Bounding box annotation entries
========

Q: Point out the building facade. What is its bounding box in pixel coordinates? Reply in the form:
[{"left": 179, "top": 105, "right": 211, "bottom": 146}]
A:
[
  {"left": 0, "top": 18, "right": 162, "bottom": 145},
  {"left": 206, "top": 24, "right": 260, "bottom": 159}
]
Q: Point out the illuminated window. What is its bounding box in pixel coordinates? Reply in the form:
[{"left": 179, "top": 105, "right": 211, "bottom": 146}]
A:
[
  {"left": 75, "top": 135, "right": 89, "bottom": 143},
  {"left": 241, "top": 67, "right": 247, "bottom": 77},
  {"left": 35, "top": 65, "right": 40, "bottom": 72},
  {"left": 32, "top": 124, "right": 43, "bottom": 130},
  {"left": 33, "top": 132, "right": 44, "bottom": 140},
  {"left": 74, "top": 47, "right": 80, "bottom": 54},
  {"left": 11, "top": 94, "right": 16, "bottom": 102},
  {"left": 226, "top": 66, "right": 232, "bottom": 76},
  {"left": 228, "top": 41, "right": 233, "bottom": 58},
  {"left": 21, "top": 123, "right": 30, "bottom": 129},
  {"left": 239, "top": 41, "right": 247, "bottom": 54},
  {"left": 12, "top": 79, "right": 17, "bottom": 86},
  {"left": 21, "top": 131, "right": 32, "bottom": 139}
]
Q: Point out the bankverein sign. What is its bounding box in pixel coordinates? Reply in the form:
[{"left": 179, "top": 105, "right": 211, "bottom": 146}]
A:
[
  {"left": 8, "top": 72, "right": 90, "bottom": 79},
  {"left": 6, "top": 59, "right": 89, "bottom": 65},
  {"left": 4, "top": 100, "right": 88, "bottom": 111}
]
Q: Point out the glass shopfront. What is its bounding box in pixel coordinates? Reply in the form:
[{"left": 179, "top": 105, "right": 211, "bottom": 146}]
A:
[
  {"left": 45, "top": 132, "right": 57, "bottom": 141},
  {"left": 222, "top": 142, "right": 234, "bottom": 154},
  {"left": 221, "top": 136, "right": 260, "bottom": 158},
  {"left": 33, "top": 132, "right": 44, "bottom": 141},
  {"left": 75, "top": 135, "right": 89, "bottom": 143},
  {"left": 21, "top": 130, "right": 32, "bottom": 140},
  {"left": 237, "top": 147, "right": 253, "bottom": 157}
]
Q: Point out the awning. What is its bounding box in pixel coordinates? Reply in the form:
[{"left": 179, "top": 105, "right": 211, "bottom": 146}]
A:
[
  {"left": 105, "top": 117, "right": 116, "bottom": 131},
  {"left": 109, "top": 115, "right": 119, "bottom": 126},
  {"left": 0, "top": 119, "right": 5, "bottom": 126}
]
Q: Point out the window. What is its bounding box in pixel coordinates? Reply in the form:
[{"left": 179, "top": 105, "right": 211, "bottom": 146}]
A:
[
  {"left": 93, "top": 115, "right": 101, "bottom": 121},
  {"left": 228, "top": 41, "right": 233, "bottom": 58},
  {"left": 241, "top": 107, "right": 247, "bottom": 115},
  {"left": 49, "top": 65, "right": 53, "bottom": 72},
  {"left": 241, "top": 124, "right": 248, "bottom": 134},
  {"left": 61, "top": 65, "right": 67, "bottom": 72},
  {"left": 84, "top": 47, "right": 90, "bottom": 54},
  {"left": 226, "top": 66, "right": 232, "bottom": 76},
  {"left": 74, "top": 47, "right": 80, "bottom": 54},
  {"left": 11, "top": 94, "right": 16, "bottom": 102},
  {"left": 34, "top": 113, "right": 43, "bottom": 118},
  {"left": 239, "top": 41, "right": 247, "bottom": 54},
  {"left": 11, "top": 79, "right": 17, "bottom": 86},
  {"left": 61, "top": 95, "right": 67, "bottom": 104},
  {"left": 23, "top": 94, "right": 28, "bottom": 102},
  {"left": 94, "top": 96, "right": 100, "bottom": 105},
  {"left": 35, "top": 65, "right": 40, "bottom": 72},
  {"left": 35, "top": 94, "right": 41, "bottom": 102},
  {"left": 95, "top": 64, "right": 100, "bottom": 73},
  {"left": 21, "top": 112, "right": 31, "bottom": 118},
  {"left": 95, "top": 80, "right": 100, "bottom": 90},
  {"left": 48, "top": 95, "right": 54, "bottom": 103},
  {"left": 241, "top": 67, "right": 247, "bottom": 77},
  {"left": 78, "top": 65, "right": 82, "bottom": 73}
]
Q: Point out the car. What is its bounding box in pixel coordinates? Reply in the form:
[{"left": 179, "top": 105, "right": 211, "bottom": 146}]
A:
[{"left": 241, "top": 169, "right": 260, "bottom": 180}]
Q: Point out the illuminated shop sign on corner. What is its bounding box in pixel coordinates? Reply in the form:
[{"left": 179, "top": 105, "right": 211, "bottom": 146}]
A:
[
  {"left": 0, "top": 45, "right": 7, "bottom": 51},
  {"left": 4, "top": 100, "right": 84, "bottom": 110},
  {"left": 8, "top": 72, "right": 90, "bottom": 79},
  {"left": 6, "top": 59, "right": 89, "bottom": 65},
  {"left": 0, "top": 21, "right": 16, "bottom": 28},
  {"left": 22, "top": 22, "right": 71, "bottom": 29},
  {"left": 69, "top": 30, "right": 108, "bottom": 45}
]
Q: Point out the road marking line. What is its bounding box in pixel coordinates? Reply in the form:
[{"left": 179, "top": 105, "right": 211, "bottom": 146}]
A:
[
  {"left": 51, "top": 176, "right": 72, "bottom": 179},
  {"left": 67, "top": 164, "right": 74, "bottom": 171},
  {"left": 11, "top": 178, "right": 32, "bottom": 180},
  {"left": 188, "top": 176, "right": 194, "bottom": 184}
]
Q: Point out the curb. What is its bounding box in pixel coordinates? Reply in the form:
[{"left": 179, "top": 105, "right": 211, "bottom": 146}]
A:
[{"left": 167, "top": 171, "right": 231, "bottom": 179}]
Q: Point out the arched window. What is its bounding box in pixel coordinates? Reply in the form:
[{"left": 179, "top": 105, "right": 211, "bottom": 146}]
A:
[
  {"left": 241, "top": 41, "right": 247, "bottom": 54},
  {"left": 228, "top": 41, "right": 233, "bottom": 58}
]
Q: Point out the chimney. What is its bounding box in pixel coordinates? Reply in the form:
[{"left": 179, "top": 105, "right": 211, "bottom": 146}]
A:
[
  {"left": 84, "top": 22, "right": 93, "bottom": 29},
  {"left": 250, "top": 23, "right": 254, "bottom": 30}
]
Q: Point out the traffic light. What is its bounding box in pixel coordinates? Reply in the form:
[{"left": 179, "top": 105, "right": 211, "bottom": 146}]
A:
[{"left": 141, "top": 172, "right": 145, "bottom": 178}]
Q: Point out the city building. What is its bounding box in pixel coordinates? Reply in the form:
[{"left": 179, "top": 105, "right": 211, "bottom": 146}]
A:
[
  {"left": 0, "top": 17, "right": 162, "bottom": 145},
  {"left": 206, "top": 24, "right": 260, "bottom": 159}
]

========

What the task requires:
Reproduce the data in its entirety, matching each character.

Solution to the problem:
Q: Point out the building facade. What is its bounding box in pixel coordinates? Reply in the form:
[{"left": 179, "top": 105, "right": 211, "bottom": 146}]
A:
[
  {"left": 0, "top": 18, "right": 162, "bottom": 145},
  {"left": 206, "top": 24, "right": 260, "bottom": 159}
]
Q: Point out the illuminated window. What is its bounding box in pixel coordinates? Reply in the form:
[{"left": 179, "top": 105, "right": 211, "bottom": 146}]
A:
[
  {"left": 75, "top": 135, "right": 89, "bottom": 143},
  {"left": 241, "top": 67, "right": 247, "bottom": 77},
  {"left": 35, "top": 65, "right": 40, "bottom": 72},
  {"left": 32, "top": 124, "right": 43, "bottom": 130},
  {"left": 33, "top": 132, "right": 44, "bottom": 140},
  {"left": 74, "top": 47, "right": 80, "bottom": 54},
  {"left": 11, "top": 94, "right": 16, "bottom": 102},
  {"left": 226, "top": 66, "right": 232, "bottom": 76},
  {"left": 228, "top": 41, "right": 233, "bottom": 58},
  {"left": 21, "top": 123, "right": 30, "bottom": 129},
  {"left": 239, "top": 41, "right": 247, "bottom": 54},
  {"left": 12, "top": 79, "right": 17, "bottom": 86},
  {"left": 21, "top": 131, "right": 32, "bottom": 139}
]
Q: Point out the bankverein sign. What is its bounding box in pixel coordinates? Reply in the form:
[{"left": 179, "top": 105, "right": 211, "bottom": 146}]
A:
[
  {"left": 8, "top": 72, "right": 90, "bottom": 79},
  {"left": 6, "top": 59, "right": 89, "bottom": 65},
  {"left": 4, "top": 100, "right": 88, "bottom": 111}
]
Q: Point out the glass shopfront. What is its bounding box in pixel coordinates? Reply in the form:
[{"left": 179, "top": 105, "right": 211, "bottom": 146}]
A:
[
  {"left": 45, "top": 132, "right": 57, "bottom": 141},
  {"left": 222, "top": 142, "right": 234, "bottom": 154},
  {"left": 221, "top": 136, "right": 260, "bottom": 158},
  {"left": 33, "top": 132, "right": 44, "bottom": 141},
  {"left": 75, "top": 135, "right": 89, "bottom": 143},
  {"left": 21, "top": 130, "right": 32, "bottom": 140},
  {"left": 237, "top": 147, "right": 253, "bottom": 157}
]
Q: Point out the awning. What is its bounding box in pixel coordinates? Reply in the form:
[{"left": 179, "top": 105, "right": 211, "bottom": 146}]
A:
[
  {"left": 105, "top": 117, "right": 116, "bottom": 131},
  {"left": 109, "top": 115, "right": 119, "bottom": 126},
  {"left": 0, "top": 119, "right": 5, "bottom": 126}
]
Q: Point out the window. What is its bounding box in pixel coordinates? Reply in the form:
[{"left": 179, "top": 105, "right": 211, "bottom": 146}]
A:
[
  {"left": 93, "top": 115, "right": 101, "bottom": 121},
  {"left": 228, "top": 41, "right": 233, "bottom": 58},
  {"left": 241, "top": 107, "right": 247, "bottom": 115},
  {"left": 49, "top": 65, "right": 53, "bottom": 72},
  {"left": 241, "top": 124, "right": 248, "bottom": 134},
  {"left": 61, "top": 65, "right": 67, "bottom": 72},
  {"left": 84, "top": 47, "right": 90, "bottom": 54},
  {"left": 226, "top": 66, "right": 232, "bottom": 76},
  {"left": 74, "top": 47, "right": 80, "bottom": 54},
  {"left": 11, "top": 94, "right": 16, "bottom": 102},
  {"left": 34, "top": 113, "right": 43, "bottom": 118},
  {"left": 239, "top": 41, "right": 247, "bottom": 54},
  {"left": 11, "top": 79, "right": 17, "bottom": 86},
  {"left": 61, "top": 95, "right": 67, "bottom": 104},
  {"left": 23, "top": 94, "right": 28, "bottom": 102},
  {"left": 94, "top": 96, "right": 100, "bottom": 105},
  {"left": 35, "top": 65, "right": 40, "bottom": 72},
  {"left": 35, "top": 94, "right": 41, "bottom": 102},
  {"left": 95, "top": 64, "right": 100, "bottom": 73},
  {"left": 21, "top": 112, "right": 31, "bottom": 118},
  {"left": 95, "top": 80, "right": 100, "bottom": 90},
  {"left": 48, "top": 95, "right": 54, "bottom": 103},
  {"left": 241, "top": 67, "right": 247, "bottom": 77},
  {"left": 78, "top": 65, "right": 82, "bottom": 73}
]
Q: Point out the car. What is its bounding box in pixel coordinates? Reply in the form:
[{"left": 179, "top": 105, "right": 211, "bottom": 146}]
A:
[{"left": 241, "top": 169, "right": 260, "bottom": 180}]
Q: Point out the illuminated shop sign on corner. What is its bounding box in pixel coordinates? Reply in the form:
[{"left": 179, "top": 105, "right": 211, "bottom": 146}]
A:
[
  {"left": 0, "top": 45, "right": 7, "bottom": 51},
  {"left": 4, "top": 100, "right": 84, "bottom": 110},
  {"left": 8, "top": 72, "right": 90, "bottom": 79},
  {"left": 6, "top": 59, "right": 89, "bottom": 65},
  {"left": 0, "top": 21, "right": 16, "bottom": 28},
  {"left": 22, "top": 22, "right": 71, "bottom": 29},
  {"left": 69, "top": 30, "right": 108, "bottom": 45}
]
Q: Point out the road marking line. What is its bounding box in pixel coordinates? Reply in the form:
[{"left": 179, "top": 105, "right": 211, "bottom": 146}]
A:
[
  {"left": 51, "top": 176, "right": 72, "bottom": 179},
  {"left": 67, "top": 164, "right": 74, "bottom": 171},
  {"left": 11, "top": 178, "right": 32, "bottom": 180},
  {"left": 188, "top": 176, "right": 194, "bottom": 184}
]
Q: Point out the curb. What is its bounding box in pixel coordinates? Reply in the form:
[{"left": 179, "top": 105, "right": 211, "bottom": 146}]
A:
[{"left": 167, "top": 171, "right": 231, "bottom": 179}]
Q: Point out the arched window. What is its bounding box in pixel coordinates? Reply in the form:
[{"left": 179, "top": 105, "right": 211, "bottom": 146}]
A:
[
  {"left": 241, "top": 41, "right": 247, "bottom": 54},
  {"left": 228, "top": 41, "right": 233, "bottom": 58}
]
Q: Point out the chimney. What is its bounding box in pixel coordinates? Reply in the form:
[{"left": 179, "top": 105, "right": 211, "bottom": 146}]
A:
[
  {"left": 84, "top": 22, "right": 93, "bottom": 29},
  {"left": 250, "top": 23, "right": 254, "bottom": 30}
]
Q: Point out the traffic light. What is its bounding box in pixel coordinates? Reply in the form:
[{"left": 179, "top": 105, "right": 211, "bottom": 146}]
A:
[{"left": 141, "top": 172, "right": 145, "bottom": 178}]
Q: Point out the city building. What is its bounding box in pixel coordinates? Reply in the form:
[{"left": 179, "top": 105, "right": 211, "bottom": 146}]
A:
[
  {"left": 0, "top": 17, "right": 162, "bottom": 145},
  {"left": 206, "top": 24, "right": 260, "bottom": 159}
]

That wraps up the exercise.